#### [REQUIREMENT]
Reproduce every entry below with each occurrence of "instance" replaced by "occurrence", changing nothing else. Omit the pictures from your reproduction.

#### [DATA SUPPLIED]

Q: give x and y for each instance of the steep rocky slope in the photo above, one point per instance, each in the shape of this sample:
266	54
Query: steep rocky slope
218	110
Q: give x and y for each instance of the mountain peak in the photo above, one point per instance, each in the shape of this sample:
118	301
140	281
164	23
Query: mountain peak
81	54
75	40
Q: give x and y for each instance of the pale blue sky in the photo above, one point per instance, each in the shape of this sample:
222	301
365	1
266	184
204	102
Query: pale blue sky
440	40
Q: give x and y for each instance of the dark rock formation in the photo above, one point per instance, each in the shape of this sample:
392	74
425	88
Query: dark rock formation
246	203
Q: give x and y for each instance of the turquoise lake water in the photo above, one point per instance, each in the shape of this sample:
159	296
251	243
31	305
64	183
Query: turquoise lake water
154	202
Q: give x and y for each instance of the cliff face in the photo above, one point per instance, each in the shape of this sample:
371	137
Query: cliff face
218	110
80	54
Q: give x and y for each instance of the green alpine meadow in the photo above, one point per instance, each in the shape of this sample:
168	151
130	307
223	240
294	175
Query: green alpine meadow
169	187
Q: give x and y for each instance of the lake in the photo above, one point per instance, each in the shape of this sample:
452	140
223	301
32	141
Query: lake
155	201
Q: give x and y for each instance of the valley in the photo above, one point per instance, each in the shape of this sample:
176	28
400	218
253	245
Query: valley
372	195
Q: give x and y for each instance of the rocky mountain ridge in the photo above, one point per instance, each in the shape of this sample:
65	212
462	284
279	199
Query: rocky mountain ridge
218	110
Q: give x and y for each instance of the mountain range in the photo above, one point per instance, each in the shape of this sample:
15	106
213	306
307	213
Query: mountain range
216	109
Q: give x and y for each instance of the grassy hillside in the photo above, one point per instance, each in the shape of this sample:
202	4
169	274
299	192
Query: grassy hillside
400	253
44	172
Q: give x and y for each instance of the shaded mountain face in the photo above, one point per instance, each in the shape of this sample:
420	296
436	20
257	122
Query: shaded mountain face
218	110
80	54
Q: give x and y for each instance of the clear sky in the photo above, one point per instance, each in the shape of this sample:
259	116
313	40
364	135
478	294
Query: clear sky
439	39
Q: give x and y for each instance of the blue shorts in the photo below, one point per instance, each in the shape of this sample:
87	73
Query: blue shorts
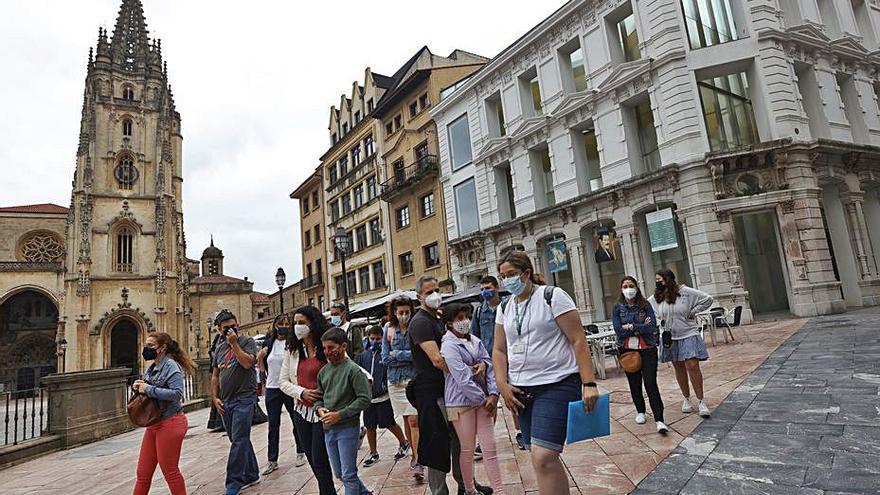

#### [TASK RESULT]
Q: give x and y for each occurrence of the steep rocky slope in the photo above, one point per occurrence, each in the shape of this sample:
266	54
Query: steep rocky slope
218	110
Q: give x and y for each occurrence of the mountain peak in the photo above, one point per occurrence, each in the shape of this sample:
118	301
140	281
164	23
Query: mountain peak
81	54
75	40
Q: give x and y for each occurrence of the pale blue sky in the photo above, one point per occurrence, each in the shape of this sample:
222	301
365	1
266	184
204	102
Query: pale blue sky
440	40
Q: give x and y for each occurrence of the dark rock formation in the photo above, one point per occurrence, each in the shape of this sample:
392	74
425	88
Query: dark rock formation
246	203
Q: give x and y for each occurrence of the turquoise lake water in the photo above, one point per occurrence, each in the shape of this sample:
159	296
251	243
31	305
64	183
Query: turquoise lake water
154	202
Q: give x and y for each occurrence of the cliff face in the photo above, one point per occurrence, each in the shape of this sample:
371	137
Query: cliff face
218	110
80	54
Q: give x and y for each occurrence of the green alpine meadow in the photo above, one point per occurrence, each in the shape of this sample:
168	151
130	307
223	240
294	175
Query: green alpine meadow
169	187
Q: give x and y for each occurrence of the lake in the photo above, one point per occurrence, each in the shape of this sample:
452	140
223	301
32	141
Query: lake
155	201
Q: give x and y for each occurrence of the valley in the photo above, one point per occurrence, each in the shape of this sample:
176	28
400	218
253	245
Query: valley
372	195
Q: give x and y for each occurrence of the rocky mountain ridge in the photo above, one point per occurrence, each in the shape of this sample:
65	212
462	284
279	199
Query: rocky mountain ridge
218	110
Q: give x and y for each occurrence of the mountain range in the photo above, one point per occurrence, each in the shape of this sample:
15	106
213	306
307	213
Query: mountain range
216	109
Q: give x and y for each occurrence of the grassy hillside in the photo above, one point per occurrence, each in the shape of this sample:
202	4
169	274
299	192
Query: grassy hillside
400	253
44	172
Q: give x and y for each occurrence of the shaded mountain face in the photo above, one point per occurrence, each in the shape of this sample:
420	296
436	20
257	122
Query: shaded mountain face
218	110
80	54
Q: give x and y for each occurrence of the clear sky in the photo above, one point per occurrence, each in the shape of this sample:
259	116
313	40
364	135
478	294
Query: clear sky
439	39
Q: give x and y for each occurrence of the blue shorts in the photo below, one point per occurrence, each in the shape of this sample:
87	73
Query: blue shorts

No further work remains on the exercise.